Render the lines as a Markdown table with the columns "No." and "Text", starting at the line that contains "In the photo above, where can the patterned" and ending with the line that contains "column 1081, row 753", both included. Number each line in order and leave out any blank lines.

(Records of labeled points)
☆ ☆ ☆ ☆ ☆ ☆ ☆

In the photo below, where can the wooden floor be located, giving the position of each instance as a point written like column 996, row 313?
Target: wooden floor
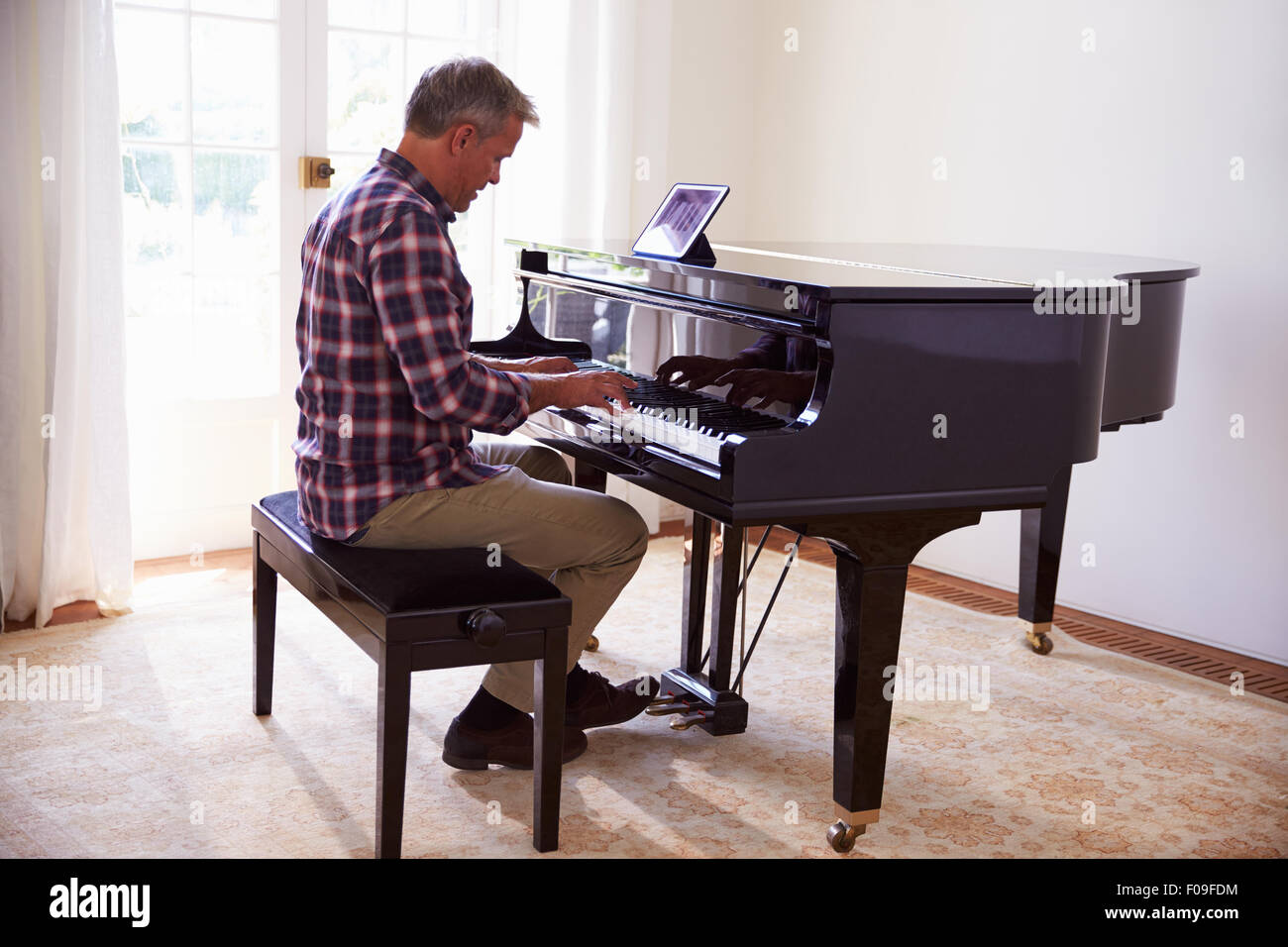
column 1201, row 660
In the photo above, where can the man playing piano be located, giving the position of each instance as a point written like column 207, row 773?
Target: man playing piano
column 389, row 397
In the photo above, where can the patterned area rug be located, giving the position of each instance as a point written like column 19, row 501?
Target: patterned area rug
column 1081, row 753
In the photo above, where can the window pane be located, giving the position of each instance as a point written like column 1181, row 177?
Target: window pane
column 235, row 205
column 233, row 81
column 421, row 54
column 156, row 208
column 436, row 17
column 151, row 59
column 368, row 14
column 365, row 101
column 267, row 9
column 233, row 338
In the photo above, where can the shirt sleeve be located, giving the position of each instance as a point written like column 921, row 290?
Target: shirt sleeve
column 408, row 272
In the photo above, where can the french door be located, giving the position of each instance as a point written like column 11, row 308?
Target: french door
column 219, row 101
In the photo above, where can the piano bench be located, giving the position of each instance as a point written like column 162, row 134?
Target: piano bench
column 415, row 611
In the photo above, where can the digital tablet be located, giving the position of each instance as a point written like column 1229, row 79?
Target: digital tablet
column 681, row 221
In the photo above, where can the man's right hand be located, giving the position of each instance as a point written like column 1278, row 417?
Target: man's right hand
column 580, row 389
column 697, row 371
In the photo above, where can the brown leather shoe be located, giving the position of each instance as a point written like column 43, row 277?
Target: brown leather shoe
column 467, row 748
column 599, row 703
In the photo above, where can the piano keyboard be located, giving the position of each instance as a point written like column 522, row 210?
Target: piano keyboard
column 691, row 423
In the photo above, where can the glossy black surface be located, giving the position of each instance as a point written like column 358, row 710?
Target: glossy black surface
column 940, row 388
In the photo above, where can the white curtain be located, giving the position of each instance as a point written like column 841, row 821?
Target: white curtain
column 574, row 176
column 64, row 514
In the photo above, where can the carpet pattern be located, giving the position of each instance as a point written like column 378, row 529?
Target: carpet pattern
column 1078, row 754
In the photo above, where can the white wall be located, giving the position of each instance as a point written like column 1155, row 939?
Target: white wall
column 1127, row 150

☆ ☆ ☆ ☆ ☆ ☆ ☆

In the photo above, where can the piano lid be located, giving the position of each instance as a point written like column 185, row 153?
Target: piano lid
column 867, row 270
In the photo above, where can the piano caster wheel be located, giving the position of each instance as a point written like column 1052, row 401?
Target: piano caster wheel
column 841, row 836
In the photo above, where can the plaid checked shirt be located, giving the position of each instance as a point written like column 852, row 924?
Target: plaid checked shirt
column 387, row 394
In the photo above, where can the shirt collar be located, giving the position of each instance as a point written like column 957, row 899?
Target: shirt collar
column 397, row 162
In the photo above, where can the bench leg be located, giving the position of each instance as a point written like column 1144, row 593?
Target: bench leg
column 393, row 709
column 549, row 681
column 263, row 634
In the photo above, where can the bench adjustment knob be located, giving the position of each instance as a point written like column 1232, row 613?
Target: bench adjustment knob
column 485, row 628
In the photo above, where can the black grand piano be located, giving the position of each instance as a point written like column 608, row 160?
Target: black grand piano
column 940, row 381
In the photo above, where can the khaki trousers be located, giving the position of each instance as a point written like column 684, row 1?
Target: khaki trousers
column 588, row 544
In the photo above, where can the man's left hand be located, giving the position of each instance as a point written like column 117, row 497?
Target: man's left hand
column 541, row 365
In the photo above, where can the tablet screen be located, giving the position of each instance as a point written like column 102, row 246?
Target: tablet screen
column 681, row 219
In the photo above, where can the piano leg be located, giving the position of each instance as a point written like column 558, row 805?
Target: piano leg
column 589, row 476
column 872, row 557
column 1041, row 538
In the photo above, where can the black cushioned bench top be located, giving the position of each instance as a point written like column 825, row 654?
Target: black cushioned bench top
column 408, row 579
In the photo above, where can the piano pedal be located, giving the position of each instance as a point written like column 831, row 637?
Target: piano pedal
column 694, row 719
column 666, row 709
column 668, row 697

☆ ☆ ☆ ☆ ☆ ☆ ☆

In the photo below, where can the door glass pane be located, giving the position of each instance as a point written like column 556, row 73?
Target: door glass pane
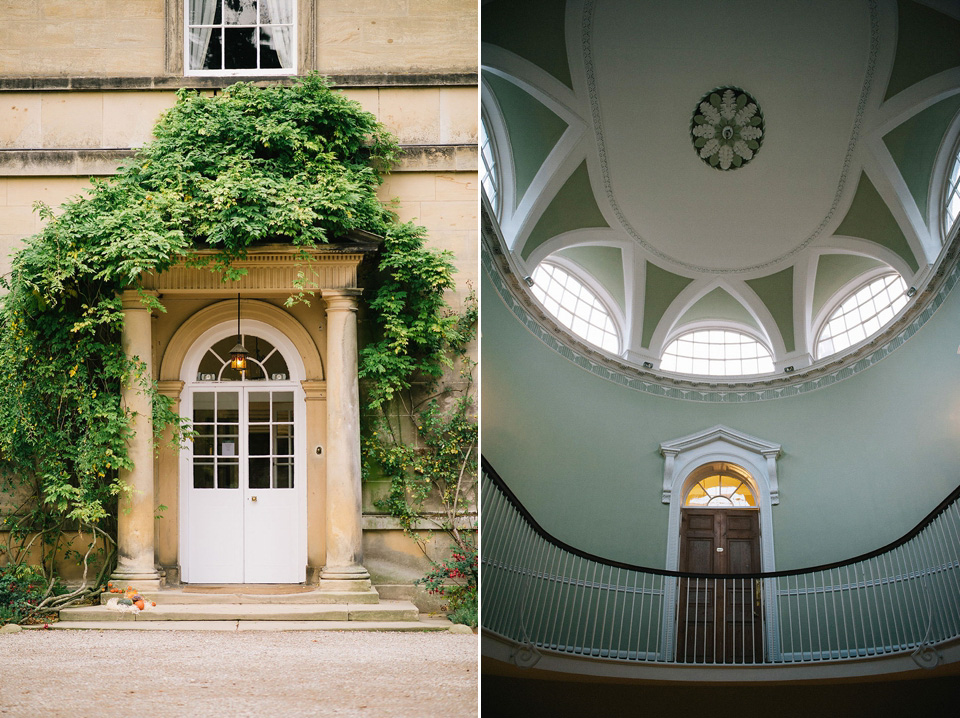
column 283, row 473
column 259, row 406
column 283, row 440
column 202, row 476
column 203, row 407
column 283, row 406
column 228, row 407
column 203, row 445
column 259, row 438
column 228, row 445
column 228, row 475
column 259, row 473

☆ ☆ ☆ ☆ ☆ ☆ ☆

Result of this task:
| No. | Text |
|---|---|
| 1 | In the photo above, where can the patterned area rug be located, giving the position of each instance as a point written like column 19, row 501? |
| 2 | Target: patterned area rug |
| 3 | column 1081, row 753 |